**Your task**
Update the records from the line with "Can you find the blue" through the end of the records, changing "marker" to "pin" and keeping everything else the same.

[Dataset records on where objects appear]
━━━━━━━━━━━━━━━━━━━━

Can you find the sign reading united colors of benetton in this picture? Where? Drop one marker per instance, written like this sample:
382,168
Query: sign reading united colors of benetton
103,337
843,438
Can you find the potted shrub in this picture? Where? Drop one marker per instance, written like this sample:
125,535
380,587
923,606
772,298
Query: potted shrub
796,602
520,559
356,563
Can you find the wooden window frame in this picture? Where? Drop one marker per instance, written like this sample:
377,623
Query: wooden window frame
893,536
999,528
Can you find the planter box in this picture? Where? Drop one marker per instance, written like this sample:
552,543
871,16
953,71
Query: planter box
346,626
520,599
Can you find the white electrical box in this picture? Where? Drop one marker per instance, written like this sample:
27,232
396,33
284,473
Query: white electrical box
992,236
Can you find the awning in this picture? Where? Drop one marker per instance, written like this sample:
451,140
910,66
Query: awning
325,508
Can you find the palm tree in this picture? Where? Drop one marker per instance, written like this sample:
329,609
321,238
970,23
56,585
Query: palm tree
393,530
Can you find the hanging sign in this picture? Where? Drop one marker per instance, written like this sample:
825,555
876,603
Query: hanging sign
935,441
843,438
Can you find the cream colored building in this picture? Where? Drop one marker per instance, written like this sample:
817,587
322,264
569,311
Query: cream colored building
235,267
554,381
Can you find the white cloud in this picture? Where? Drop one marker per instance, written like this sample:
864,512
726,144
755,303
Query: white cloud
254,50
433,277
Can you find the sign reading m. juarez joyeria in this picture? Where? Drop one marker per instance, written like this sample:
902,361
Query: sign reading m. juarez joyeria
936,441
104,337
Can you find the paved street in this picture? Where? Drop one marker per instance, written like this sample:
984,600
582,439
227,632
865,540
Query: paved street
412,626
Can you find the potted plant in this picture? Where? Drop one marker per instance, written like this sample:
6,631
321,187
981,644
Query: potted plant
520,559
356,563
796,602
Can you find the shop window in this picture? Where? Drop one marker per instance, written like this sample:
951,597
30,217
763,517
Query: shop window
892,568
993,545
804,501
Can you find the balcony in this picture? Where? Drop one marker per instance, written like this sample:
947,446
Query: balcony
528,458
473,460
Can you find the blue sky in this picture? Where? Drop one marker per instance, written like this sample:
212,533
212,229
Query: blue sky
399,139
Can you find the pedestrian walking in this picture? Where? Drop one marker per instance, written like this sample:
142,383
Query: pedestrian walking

━━━━━━━━━━━━━━━━━━━━

**Task answer**
Can you find the blue sky in this picture? Where? Drop one pin per instance, written like this sample:
212,533
212,229
Query: blue sky
399,139
Can you find the pedestrian walking in this picture? Where? Drop one pin per instance, written like this sample:
142,383
Query: pedestrian walking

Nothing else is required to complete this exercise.